> **Dataset content**:
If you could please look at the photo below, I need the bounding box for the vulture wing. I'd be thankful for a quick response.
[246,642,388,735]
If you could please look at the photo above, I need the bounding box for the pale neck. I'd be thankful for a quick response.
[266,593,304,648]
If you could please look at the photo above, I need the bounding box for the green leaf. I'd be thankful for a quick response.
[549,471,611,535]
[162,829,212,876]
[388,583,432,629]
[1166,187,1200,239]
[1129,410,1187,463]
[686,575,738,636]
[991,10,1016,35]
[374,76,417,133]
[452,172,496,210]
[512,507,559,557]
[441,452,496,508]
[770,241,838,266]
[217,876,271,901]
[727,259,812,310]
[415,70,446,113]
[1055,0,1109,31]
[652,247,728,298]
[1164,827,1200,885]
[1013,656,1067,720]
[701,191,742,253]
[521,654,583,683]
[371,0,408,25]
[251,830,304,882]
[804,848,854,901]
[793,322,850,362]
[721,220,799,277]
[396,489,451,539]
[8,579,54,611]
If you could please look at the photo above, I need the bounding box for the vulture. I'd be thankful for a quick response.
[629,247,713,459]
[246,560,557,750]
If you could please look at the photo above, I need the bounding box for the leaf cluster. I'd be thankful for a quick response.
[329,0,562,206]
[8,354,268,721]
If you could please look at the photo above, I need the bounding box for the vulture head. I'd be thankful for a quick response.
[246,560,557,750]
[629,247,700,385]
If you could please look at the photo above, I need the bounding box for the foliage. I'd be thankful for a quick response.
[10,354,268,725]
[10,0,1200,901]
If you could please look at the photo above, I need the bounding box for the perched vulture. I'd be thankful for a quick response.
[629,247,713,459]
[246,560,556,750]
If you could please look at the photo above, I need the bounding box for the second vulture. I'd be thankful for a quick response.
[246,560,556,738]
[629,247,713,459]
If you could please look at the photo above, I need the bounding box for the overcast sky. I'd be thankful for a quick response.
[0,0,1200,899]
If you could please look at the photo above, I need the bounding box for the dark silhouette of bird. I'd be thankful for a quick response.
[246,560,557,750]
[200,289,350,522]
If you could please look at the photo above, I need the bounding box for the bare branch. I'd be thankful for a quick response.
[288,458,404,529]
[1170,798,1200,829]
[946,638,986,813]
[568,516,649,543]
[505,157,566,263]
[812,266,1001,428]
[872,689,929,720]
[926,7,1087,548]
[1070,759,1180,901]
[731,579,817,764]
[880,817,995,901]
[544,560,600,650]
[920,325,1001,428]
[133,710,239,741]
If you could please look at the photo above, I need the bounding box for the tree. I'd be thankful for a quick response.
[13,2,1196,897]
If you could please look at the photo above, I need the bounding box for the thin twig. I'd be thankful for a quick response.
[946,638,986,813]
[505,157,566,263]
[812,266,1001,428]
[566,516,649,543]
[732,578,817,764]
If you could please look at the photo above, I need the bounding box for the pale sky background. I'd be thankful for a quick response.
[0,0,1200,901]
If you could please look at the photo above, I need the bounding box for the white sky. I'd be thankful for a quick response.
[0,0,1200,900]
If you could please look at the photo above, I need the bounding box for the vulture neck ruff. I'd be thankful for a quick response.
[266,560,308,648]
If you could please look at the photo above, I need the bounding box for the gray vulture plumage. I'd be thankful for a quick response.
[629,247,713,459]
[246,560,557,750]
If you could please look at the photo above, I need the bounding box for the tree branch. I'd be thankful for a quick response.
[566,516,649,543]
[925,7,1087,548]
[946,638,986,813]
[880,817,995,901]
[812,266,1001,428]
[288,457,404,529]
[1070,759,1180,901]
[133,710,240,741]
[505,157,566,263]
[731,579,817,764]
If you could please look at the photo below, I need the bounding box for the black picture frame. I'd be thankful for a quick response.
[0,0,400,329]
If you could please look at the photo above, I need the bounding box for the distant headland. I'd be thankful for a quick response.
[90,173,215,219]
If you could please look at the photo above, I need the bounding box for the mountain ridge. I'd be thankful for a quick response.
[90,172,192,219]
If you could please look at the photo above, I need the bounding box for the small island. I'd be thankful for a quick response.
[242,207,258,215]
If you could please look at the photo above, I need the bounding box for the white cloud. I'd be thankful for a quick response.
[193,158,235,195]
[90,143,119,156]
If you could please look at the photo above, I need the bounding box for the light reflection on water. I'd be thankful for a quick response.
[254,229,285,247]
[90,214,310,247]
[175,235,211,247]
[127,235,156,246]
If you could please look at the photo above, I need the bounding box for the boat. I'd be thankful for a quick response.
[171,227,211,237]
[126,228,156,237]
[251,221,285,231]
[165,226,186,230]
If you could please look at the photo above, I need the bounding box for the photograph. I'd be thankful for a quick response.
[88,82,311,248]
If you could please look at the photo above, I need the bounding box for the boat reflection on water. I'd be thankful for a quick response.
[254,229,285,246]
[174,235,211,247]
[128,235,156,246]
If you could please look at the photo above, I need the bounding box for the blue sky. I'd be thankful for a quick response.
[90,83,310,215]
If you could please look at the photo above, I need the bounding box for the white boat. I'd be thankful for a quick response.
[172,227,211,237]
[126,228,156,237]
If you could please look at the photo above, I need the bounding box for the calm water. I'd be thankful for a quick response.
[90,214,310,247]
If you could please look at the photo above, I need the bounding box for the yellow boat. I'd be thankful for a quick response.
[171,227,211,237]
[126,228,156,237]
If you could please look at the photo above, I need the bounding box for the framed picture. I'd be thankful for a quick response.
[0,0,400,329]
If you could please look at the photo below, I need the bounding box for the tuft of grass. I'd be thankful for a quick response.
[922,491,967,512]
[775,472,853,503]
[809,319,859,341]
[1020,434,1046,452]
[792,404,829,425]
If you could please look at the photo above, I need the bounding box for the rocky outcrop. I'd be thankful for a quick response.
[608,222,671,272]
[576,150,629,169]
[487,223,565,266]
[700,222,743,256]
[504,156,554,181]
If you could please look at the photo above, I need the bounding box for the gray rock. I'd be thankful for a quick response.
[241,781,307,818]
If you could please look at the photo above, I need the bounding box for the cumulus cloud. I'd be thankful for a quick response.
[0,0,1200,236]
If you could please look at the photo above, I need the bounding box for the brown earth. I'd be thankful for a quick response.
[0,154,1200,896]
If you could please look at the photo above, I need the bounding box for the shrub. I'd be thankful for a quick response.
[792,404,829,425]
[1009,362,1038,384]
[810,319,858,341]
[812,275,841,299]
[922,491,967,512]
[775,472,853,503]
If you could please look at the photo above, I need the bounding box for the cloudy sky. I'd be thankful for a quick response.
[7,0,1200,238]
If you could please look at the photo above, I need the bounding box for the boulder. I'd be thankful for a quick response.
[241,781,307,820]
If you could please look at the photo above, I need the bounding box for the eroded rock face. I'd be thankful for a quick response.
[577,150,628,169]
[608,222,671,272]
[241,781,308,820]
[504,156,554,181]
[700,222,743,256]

> **What is needed**:
Rewrite all of the items above, replacing "quick response" with "prompt reply" wherever it occurs and leaving every other word untouched.

> **Result of the exercise**:
If you could please look at the photo below, I need the bounding box for the vulture wing. I'd be thankful for a prompt reply.
[246,642,388,735]
If you could please look at the photo above, I need the bounding box for the pale neck. I'd be thankful for a prompt reply.
[266,593,304,648]
If you could please look at the photo above, I need the bounding box for the green leaf. I'd be thankful for a prompt reply.
[549,471,611,535]
[162,829,212,876]
[388,583,432,629]
[1166,187,1200,239]
[1129,410,1187,463]
[686,575,738,636]
[991,10,1016,35]
[374,76,417,133]
[452,172,496,210]
[512,507,559,557]
[441,452,496,508]
[770,241,838,266]
[217,876,271,901]
[727,259,812,310]
[415,70,446,113]
[1055,0,1109,31]
[652,247,728,298]
[1164,827,1200,885]
[1013,656,1067,720]
[701,191,742,253]
[521,654,583,683]
[371,0,408,25]
[251,830,304,882]
[804,848,854,901]
[793,322,850,362]
[721,220,799,277]
[396,489,451,539]
[8,579,54,611]
If you could please look at the photo above, I need the bounding box for the vulture. I'd be thankful for a prompt reply.
[629,247,713,459]
[246,560,557,750]
If you could please look at the photo above, I need the bounding box for the leaf cluster. I'd be thankful for a prompt reply.
[329,0,562,206]
[8,354,268,721]
If you could please look at the photo above, I need the bounding box for the vulture head. I'd be thankful for a prompt reply.
[246,560,557,750]
[629,247,700,385]
If you could please look at the photo above, I need the bounding box for the foliage. I'd be thankful for a prompt reply.
[10,354,268,725]
[10,0,1200,901]
If you could please look at the photo above, I need the bounding box for the perched vulture. I'd be thankful for a prompt reply.
[629,247,713,459]
[246,560,556,750]
If you could please look at the photo above, I need the bounding box for the second vulture. I'd be thankful for a prompt reply.
[246,560,556,738]
[629,247,713,459]
If you could please look at the photo above, I need the bounding box for the overcast sky. I'd be thankful for a prompt reply.
[0,0,1200,899]
If you could please look at the photo above, I need the bounding box for the dark silhouette of bird. I'd be thankful for a prompt reply.
[246,560,557,750]
[200,289,350,522]
If you could please look at the photo above, I need the bounding box for the bare branch. I'd be thankful for a prompt reply.
[288,458,404,529]
[1170,798,1200,829]
[946,638,986,813]
[568,516,649,543]
[505,157,566,263]
[812,266,1001,428]
[872,689,929,720]
[926,7,1087,548]
[1070,759,1180,901]
[731,579,817,764]
[880,817,995,901]
[544,560,600,650]
[920,325,1001,428]
[133,710,239,741]
If you could please look at the photo above, I need the bounding box for the tree. I'd be thankful for a prompt reply.
[13,2,1196,897]
If you could please look at the photo above, I need the bounding box for the thin twig. I'd be thankful for a prompt reply.
[946,638,986,813]
[505,157,566,263]
[812,266,1001,428]
[566,516,649,543]
[732,578,817,764]
If you could please look at the photo above, I need the bounding box for the pale sky background. I'd be thankful for a prompt reply.
[0,0,1200,901]
If you could please look at the photo above, I need the bounding box for the white sky. I'd be thankful for a prompt reply.
[0,0,1200,900]
If you could please look at the photo above, I need the bounding box for the vulture neck ruff. I'd be thankful for a prompt reply.
[266,560,308,648]
If you could please look at the photo above, I need the bounding box for the gray vulture plumage. I'd be thankful for a prompt reply.
[629,247,713,459]
[246,560,557,750]
If you could please look at the photo above, I need the bounding box for the tree branch. I'd be thankful for a prompt reply.
[566,516,649,543]
[925,7,1087,548]
[946,638,986,813]
[880,817,995,901]
[812,266,1001,428]
[288,457,404,529]
[1070,759,1180,901]
[133,710,240,741]
[505,157,566,263]
[731,579,817,764]
If you could please look at the photo below, I need the bounding box for the black picture frame. I'd be thankful for a prompt reply.
[0,0,400,329]
If you could please look at the photo above, I need the bounding box for the distant headland. I'd be thankful for a prompt reply.
[90,173,215,219]
If you could please look at the photo above, I need the bounding box for the mountain ridge. I'd be thankful for a prompt reply.
[90,172,192,219]
If you could please look at the photo above, I need the bounding box for the small island. I'd be thankful for a prompt reply.
[242,207,258,215]
If you could please look at the photo above, I need the bounding box for the white cloud. I'd be thankful for a prompt reply.
[193,158,235,195]
[90,143,119,156]
If you could please look at the photo above, I need the bounding box for the light reflection on water. I'd be thankful for a prompt reply.
[254,229,285,247]
[90,214,310,247]
[175,235,211,247]
[127,235,156,246]
If you could please look at the photo above, I need the bounding box for the boat. I'd be thankful for a prompt reply.
[171,227,211,237]
[126,228,156,237]
[251,221,285,231]
[165,226,186,230]
If you could please look at the photo above, I need the bounding box for the photograph. I'd be thankful for a prompt reply.
[88,82,311,248]
If you could please look at the photo above, I need the bounding box for the boat reflection on water. I'd be thankful for a prompt reply.
[254,229,285,246]
[174,235,211,247]
[128,235,156,246]
If you could please look at the photo above, I need the bounding box for the blue sky. I'd be thankful for a prompt reply.
[90,83,310,215]
If you could please look at the photo above, I need the bounding box for the white boat. I'd be thankful for a prompt reply.
[172,227,211,237]
[126,228,156,237]
If you could please look at the photo above, I need the bounding box for the calm water. I'd be thankful for a prompt reply.
[90,214,310,247]
If you could please look at the photo above, I need the bounding box for the yellow boat. I'd be thankful for a prompt reply.
[171,227,211,237]
[126,228,156,237]
If you could please look at the photo above, I need the bounding box for the framed picture. I'd be thankful for a prompt reply.
[0,0,400,329]
If you could please look at the photo below, I need the bounding box for the tuft of grass. I'd be thankful for a prompt reply.
[922,491,967,512]
[775,472,853,503]
[809,319,859,341]
[1020,434,1046,452]
[792,404,829,425]
If you could please look at the photo above, I need the bounding box for the rocky outcrop. I'd be thankful for a prompt reply.
[608,222,671,272]
[576,150,629,169]
[487,223,565,266]
[700,222,743,256]
[504,156,554,181]
If you could please look at the photo above, I need the bounding box for the gray rock. I'd be thankful for a prompt reply.
[241,781,307,818]
If you could please look at the photo above, I need the bounding box for the cumulus cloud. I'd be thankful for a prompt reply.
[0,0,1200,236]
If you could please look at the photo above, I need the bounding box for the brown earth. I'd be thankful for a prompt reply.
[0,154,1200,896]
If you could please look at the photo above, I need the bounding box for the shrub. I'd be thankful for a prompt reply.
[792,404,829,425]
[1009,362,1038,384]
[810,319,858,341]
[812,275,841,299]
[922,491,967,512]
[775,472,853,503]
If you could please look at the photo above, I need the bounding box for the cloudy sky. I'd be thankful for a prompt reply.
[7,0,1200,238]
If you could please look at the photo above, I need the bounding box for the boulder. I'd be thankful for a prompt reply.
[241,781,307,820]
If you could please look at the photo above, I need the bounding box for the eroded rock face. I'd be thankful for a prompt reply.
[577,150,628,169]
[608,222,671,272]
[241,781,308,820]
[504,156,554,181]
[700,222,743,256]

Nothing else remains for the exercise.